-- Given text follows --
My friend's sister with a brain tumor opted not to get chemotherapy. My friend is having a tough time accepting this but she said she's getting there. Her sister wisely thought that she didn't want to spend her remaining time on earth wheelchair-bound and weak. Her decision can either be seen as giving up and not fighting, or better, surrendering to the will of a higher power.

The prospect of losing someone you love is very frightening, but it becomes slightly easier when the person who's sick has accepted his mortality. He may not be healed physically, but if the mind and spirit are healed, then all will be well.

Yesterday, I was talking to a patient whose mom just passed away from lung cancer. Her mother died in her arms. I just started crying uncontrollably because that's the way to go, surrounded by your loved ones. When my grandmother was critically ill, unresponsive and basically comatose, my aunts kept telling her "wag mo kaming iiwan! Mauulila na kami!" (Don't leave us! We'll be orphans!), which at the time, I thought was selfish. Here she was, maybe in pain, valiantly clinging to life, because her full-grown children didn't want her to go. Who wants people carrying on like that when YOU'RE ready to meet your Maker and be reunited with other family and friends who've gone before you? An in-law aunt had the sense to tell them to let her go and not cause her any more unnecessary suffering. They finally told her that she could, and she promptly did. It's hardest on the ones who get left behind. The one who passes on suffers the least in this scenario.

Life is hard enough. Death doesn't have to be.
-- Given text concluded --
-- Data shown follows --
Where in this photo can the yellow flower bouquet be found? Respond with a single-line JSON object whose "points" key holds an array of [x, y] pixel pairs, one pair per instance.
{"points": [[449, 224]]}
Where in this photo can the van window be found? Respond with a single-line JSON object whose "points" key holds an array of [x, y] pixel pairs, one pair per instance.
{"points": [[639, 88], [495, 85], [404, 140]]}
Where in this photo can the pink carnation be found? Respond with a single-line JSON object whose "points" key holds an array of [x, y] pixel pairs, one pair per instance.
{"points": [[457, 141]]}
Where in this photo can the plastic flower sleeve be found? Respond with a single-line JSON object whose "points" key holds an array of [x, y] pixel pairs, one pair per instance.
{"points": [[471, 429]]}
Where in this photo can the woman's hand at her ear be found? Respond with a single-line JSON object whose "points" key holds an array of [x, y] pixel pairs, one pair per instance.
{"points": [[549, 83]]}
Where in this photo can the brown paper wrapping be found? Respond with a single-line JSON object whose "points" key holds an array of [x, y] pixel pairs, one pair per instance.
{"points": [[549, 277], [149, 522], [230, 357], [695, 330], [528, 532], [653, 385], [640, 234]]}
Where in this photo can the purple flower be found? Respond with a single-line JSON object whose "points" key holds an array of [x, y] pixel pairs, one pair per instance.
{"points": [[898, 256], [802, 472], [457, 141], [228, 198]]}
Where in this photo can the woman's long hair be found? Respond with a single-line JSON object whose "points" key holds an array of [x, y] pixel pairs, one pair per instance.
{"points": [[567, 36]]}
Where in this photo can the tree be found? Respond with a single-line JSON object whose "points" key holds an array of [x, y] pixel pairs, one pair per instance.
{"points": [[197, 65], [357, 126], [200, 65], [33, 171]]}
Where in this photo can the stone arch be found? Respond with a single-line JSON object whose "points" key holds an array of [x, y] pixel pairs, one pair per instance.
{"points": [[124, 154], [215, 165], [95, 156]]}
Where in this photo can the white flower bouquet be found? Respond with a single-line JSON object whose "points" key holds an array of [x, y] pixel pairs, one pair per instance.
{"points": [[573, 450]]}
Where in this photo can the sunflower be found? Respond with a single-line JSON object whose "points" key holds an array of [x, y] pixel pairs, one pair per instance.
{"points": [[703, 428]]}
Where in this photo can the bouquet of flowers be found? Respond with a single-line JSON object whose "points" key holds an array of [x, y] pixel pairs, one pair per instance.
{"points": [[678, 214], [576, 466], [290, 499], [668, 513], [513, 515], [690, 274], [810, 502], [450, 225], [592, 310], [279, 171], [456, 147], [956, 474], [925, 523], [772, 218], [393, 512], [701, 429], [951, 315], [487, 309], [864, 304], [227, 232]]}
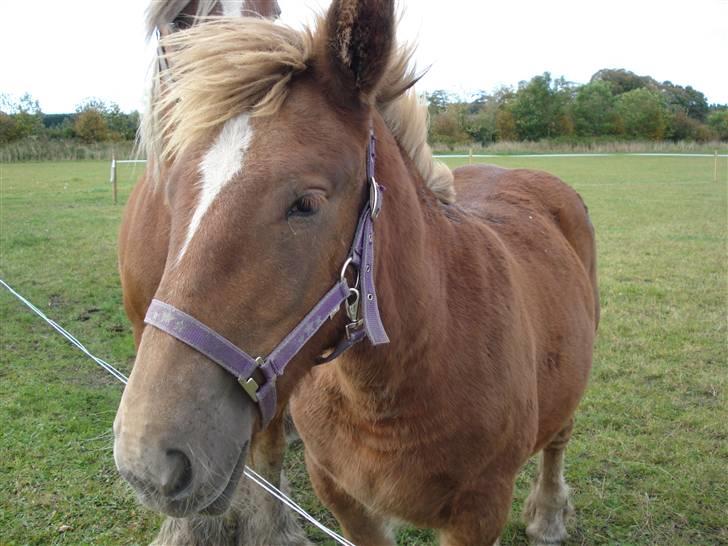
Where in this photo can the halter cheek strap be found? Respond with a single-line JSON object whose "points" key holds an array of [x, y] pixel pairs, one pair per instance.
{"points": [[258, 375]]}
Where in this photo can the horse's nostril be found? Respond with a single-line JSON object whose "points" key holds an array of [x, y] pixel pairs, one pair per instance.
{"points": [[177, 475]]}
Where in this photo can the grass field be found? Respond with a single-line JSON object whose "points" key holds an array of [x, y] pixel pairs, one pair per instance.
{"points": [[649, 456]]}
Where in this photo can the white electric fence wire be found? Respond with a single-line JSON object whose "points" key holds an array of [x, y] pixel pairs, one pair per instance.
{"points": [[105, 365], [248, 472]]}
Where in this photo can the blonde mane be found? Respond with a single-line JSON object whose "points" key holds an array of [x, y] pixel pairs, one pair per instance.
{"points": [[228, 66]]}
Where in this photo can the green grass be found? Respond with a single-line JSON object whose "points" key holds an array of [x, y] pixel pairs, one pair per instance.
{"points": [[648, 460]]}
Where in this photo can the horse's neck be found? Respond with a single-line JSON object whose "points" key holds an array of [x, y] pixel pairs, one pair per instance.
{"points": [[413, 246]]}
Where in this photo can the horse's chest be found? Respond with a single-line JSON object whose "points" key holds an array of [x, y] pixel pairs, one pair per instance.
{"points": [[392, 470]]}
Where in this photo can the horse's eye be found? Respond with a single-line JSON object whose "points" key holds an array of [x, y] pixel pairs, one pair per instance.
{"points": [[306, 205]]}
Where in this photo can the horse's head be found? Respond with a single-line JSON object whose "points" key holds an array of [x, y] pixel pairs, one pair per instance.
{"points": [[267, 130]]}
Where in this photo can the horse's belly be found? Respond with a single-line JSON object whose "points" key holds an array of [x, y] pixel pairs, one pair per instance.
{"points": [[410, 475]]}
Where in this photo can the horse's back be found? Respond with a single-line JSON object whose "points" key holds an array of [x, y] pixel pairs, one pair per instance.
-- Data shown concluded --
→ **About this exercise**
In the text about accepting death, write out the passage from "My friend's sister" up to and including "will be well.", using "cousin" in place of "sister".

→ **Finished task**
My friend's cousin with a brain tumor opted not to get chemotherapy. My friend is having a tough time accepting this but she said she's getting there. Her cousin wisely thought that she didn't want to spend her remaining time on earth wheelchair-bound and weak. Her decision can either be seen as giving up and not fighting, or better, surrendering to the will of a higher power.

The prospect of losing someone you love is very frightening, but it becomes slightly easier when the person who's sick has accepted his mortality. He may not be healed physically, but if the mind and spirit are healed, then all will be well.